## REQUIRED TASK
Put every line of the records below into a numbered list, skipping blank lines and leaving the pictures out.

--------------------------------

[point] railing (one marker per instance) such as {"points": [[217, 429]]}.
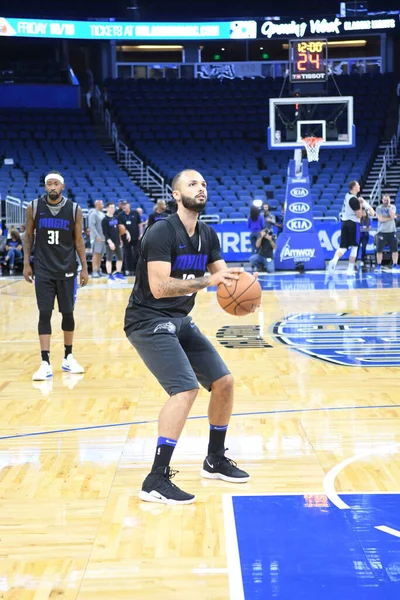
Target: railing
{"points": [[155, 180], [15, 212]]}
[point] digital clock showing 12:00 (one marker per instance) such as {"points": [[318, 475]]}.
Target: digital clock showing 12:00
{"points": [[308, 60]]}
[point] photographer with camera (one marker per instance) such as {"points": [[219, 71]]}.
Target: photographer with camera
{"points": [[265, 256]]}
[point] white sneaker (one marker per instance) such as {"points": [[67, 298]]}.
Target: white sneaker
{"points": [[44, 372], [71, 365], [331, 267]]}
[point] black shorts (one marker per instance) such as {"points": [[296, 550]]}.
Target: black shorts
{"points": [[62, 289], [178, 354], [350, 234], [386, 239], [110, 253]]}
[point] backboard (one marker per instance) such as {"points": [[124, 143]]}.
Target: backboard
{"points": [[326, 117]]}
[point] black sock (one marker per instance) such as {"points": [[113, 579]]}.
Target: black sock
{"points": [[216, 445], [46, 355], [165, 449]]}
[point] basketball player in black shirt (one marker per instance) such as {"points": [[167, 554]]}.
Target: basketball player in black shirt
{"points": [[174, 255], [54, 223]]}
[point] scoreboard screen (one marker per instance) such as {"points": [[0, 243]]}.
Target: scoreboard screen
{"points": [[308, 60]]}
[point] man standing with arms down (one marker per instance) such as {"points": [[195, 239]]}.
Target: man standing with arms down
{"points": [[174, 255], [97, 237], [350, 233], [57, 223], [386, 235]]}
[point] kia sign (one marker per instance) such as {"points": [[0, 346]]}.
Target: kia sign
{"points": [[299, 225], [299, 207], [299, 242], [299, 192]]}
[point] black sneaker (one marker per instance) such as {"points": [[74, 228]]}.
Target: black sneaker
{"points": [[222, 467], [157, 487]]}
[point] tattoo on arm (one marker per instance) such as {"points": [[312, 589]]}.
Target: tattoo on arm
{"points": [[172, 287], [79, 243]]}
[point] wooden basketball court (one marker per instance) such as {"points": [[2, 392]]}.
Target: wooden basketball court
{"points": [[73, 452]]}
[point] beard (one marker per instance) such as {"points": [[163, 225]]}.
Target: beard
{"points": [[195, 204], [54, 195]]}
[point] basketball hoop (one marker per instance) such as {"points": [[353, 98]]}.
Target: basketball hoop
{"points": [[312, 145]]}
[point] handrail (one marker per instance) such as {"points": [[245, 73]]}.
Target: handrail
{"points": [[156, 179]]}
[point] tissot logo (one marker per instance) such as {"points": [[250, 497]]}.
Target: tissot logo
{"points": [[299, 207], [299, 225], [299, 192]]}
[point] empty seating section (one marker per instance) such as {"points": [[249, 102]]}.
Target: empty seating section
{"points": [[219, 127], [31, 72], [39, 141]]}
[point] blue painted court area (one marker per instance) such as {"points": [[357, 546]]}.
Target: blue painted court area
{"points": [[304, 548]]}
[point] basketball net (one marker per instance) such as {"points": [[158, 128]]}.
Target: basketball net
{"points": [[312, 145]]}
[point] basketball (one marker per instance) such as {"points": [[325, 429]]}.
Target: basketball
{"points": [[242, 297]]}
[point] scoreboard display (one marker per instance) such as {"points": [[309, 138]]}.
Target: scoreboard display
{"points": [[308, 60]]}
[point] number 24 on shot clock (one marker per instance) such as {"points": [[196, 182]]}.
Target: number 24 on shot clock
{"points": [[308, 60]]}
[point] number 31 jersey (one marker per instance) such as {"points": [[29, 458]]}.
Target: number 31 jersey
{"points": [[55, 255]]}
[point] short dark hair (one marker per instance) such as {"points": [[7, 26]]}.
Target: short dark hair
{"points": [[352, 184], [177, 177], [53, 171]]}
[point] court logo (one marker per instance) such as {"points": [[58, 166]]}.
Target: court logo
{"points": [[299, 225], [170, 327], [344, 338], [299, 192], [299, 207]]}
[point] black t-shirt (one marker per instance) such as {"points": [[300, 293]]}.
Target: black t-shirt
{"points": [[266, 249], [154, 217], [354, 203], [131, 222], [168, 241], [110, 229]]}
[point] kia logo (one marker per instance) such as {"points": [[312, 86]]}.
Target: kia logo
{"points": [[299, 207], [299, 225], [299, 192]]}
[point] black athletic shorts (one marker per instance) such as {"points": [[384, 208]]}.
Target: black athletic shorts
{"points": [[62, 289], [110, 253], [178, 354], [386, 239], [350, 234]]}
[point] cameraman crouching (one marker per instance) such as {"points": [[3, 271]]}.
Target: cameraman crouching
{"points": [[265, 256]]}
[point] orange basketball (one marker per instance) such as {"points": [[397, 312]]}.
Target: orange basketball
{"points": [[242, 297]]}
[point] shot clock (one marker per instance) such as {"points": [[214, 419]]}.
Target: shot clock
{"points": [[308, 60]]}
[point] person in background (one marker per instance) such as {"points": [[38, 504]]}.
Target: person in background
{"points": [[13, 249], [255, 224], [113, 243], [130, 218], [143, 221], [269, 218], [3, 241], [158, 213], [96, 217], [365, 226], [265, 255], [386, 235]]}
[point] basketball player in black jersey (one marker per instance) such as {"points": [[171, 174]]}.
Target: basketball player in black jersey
{"points": [[174, 255], [54, 224]]}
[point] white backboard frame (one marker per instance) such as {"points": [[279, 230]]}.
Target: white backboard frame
{"points": [[351, 131]]}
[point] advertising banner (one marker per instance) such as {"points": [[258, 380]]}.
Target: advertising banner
{"points": [[235, 241], [299, 241]]}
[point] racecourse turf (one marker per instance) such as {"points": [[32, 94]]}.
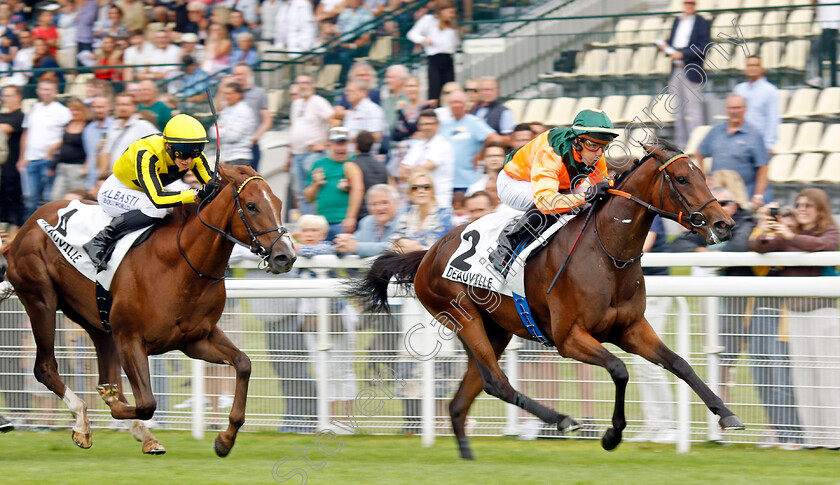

--------------------------------

## OUTPUT FOR THIS TASK
1. [point] railing (one marker per instance) such as {"points": [[217, 429]]}.
2. Target: railing
3. {"points": [[155, 180], [15, 212]]}
4. [point] digital clock showing 12:00 (one marker per instance) such as {"points": [[318, 475]]}.
5. Target: digital clock showing 12:00
6. {"points": [[308, 60]]}
7. [point] photographer with camera (one marker per instance) such as {"points": [[219, 71]]}.
8. Target: photographer with camera
9. {"points": [[265, 256]]}
10. [point] white sneaker (one marker per instance) such as {"points": [[67, 298]]}.
11. Target: white sneaker
12. {"points": [[44, 372], [71, 365], [331, 267]]}
13. [point] black shorts (one marker per instance) such as {"points": [[296, 550]]}.
14. Target: black shorts
15. {"points": [[62, 289], [178, 354], [350, 234], [386, 239], [110, 253]]}
16. [point] backboard (one marker per instance) such as {"points": [[124, 143]]}.
17. Target: backboard
18. {"points": [[326, 117]]}
19. [point] black sock (one marker per instance) such as {"points": [[113, 579]]}.
20. Target: black sock
21. {"points": [[216, 445], [46, 355], [165, 449]]}
22. [point] basketball player in black shirt (one marker per instance) such as {"points": [[167, 554]]}.
23. Target: basketball player in black shirt
24. {"points": [[174, 255], [54, 223]]}
25. [point] scoreboard screen (one marker per instance) such as {"points": [[0, 243]]}.
26. Target: scoreboard screen
27. {"points": [[308, 60]]}
28. [point] man standing with arms down (one marker per instance) such as {"points": [[195, 239]]}.
29. Target: man standing with arms down
30. {"points": [[174, 255], [97, 237], [350, 233], [57, 223], [386, 235]]}
31. [point] kia sign (one marker per instance) such as {"points": [[0, 346]]}.
32. Target: kia sign
33. {"points": [[299, 225], [299, 207], [299, 242], [299, 192]]}
34. [point] black sneaker (one marker per instance) such as {"points": [[74, 228]]}.
35. Target: black sneaker
36. {"points": [[222, 467], [157, 487]]}
37. [point] tattoo on arm (one marker per instance) such as {"points": [[312, 589]]}.
38. Target: tattoo on arm
39. {"points": [[172, 287], [79, 243]]}
40. [point] wooden basketball court (one marker per instance) such as {"points": [[2, 392]]}.
41. Target: wooden basketball court
42. {"points": [[73, 452]]}
43. [point] beard (one marker per instance) such as {"points": [[163, 225]]}.
44. Target: beard
45. {"points": [[195, 204], [54, 195]]}
46. [point] basketball hoop (one marker per instance) such as {"points": [[353, 98]]}.
47. Target: basketball hoop
48. {"points": [[312, 145]]}
49. [point] handrail (one marker per instance) such as {"points": [[245, 73]]}.
50. Target: handrail
51. {"points": [[156, 179]]}
52. [point] tissot logo (one marker per instance) such as {"points": [[250, 497]]}.
53. Target: tissot logo
54. {"points": [[299, 207], [299, 225], [299, 192]]}
55. [point] empty seating section (one marker per instance) such as {"points": [[249, 102]]}.
56. Target: empty seating section
57. {"points": [[219, 127], [31, 72], [39, 141]]}
58. [point] blue painted court area (one marker per instance) such as {"points": [[357, 546]]}.
59. Target: blue painted court area
60. {"points": [[304, 548]]}
61. [point] basketball net (one marker per instance) such as {"points": [[158, 128]]}.
62. Target: basketball net
63. {"points": [[312, 145]]}
64. [point] basketball (one marker per instance) such as {"points": [[325, 429]]}.
65. Target: basketball
66. {"points": [[242, 297]]}
67. [point] scoreboard display (one marker per instance) such as {"points": [[309, 138]]}.
68. Target: scoreboard display
69. {"points": [[308, 60]]}
70. [point] number 24 on shot clock (one marker per instance) such as {"points": [[196, 182]]}.
71. Target: number 24 on shot clock
72. {"points": [[308, 60]]}
73. [point] number 31 jersey (one marker per instance) such as {"points": [[29, 458]]}.
74. Target: number 31 jersey
75. {"points": [[55, 255]]}
76. [point] short dark hair (one marker per instance) such as {"points": [[7, 26]]}.
77. Target: short dark hair
78. {"points": [[352, 184], [177, 177], [53, 171]]}
79. [point] court logo (one marker per instance) such as {"points": [[58, 166]]}.
80. Target: court logo
81. {"points": [[299, 225], [170, 327], [344, 338], [299, 192], [299, 207]]}
82. [point] black t-shirt (one marker per instance) such as {"points": [[300, 293]]}.
83. Target: black t-shirt
84. {"points": [[266, 249], [154, 217], [354, 203], [131, 222], [168, 241], [110, 229]]}
85. [point] kia logo (one marker per instance) such as {"points": [[312, 86]]}.
86. Target: kia logo
87. {"points": [[299, 207], [299, 225], [299, 192]]}
88. [point] black athletic shorts (one marker per instance) such as {"points": [[384, 208]]}.
89. Target: black athletic shorts
90. {"points": [[62, 289], [110, 253], [178, 354], [386, 239], [350, 234]]}
91. [point] cameraman crouching (one marker per instance) such as {"points": [[3, 271]]}.
92. Target: cameraman crouching
93. {"points": [[265, 256]]}
94. [point] orange basketball (one marker per instance) such as {"points": [[397, 312]]}.
95. Target: orange basketball
96. {"points": [[242, 297]]}
97. [point] shot clock (one marker per instance) such as {"points": [[214, 419]]}.
98. Target: shot clock
99. {"points": [[308, 60]]}
100. [point] person in background (one marker per instance) such as {"points": [[38, 504]]}.
101. Target: person in background
102. {"points": [[13, 249], [255, 224], [113, 243], [130, 218], [143, 221], [269, 218], [3, 241], [158, 213], [96, 217], [365, 226], [265, 255], [386, 235]]}
103. [point] basketball player in black jersey (one marker per instance) such as {"points": [[171, 174]]}.
104. Target: basketball player in black jersey
105. {"points": [[174, 255], [54, 224]]}
106. [point] white backboard frame (one marker per instance) such as {"points": [[279, 230]]}.
107. Target: white backboard frame
108. {"points": [[351, 131]]}
109. [point] advertising banner (one marker per instance) such as {"points": [[258, 380]]}.
110. Target: advertising banner
111. {"points": [[235, 241], [299, 241]]}
112. [point] racecourse turf (one marker per instance) such as {"points": [[32, 94]]}.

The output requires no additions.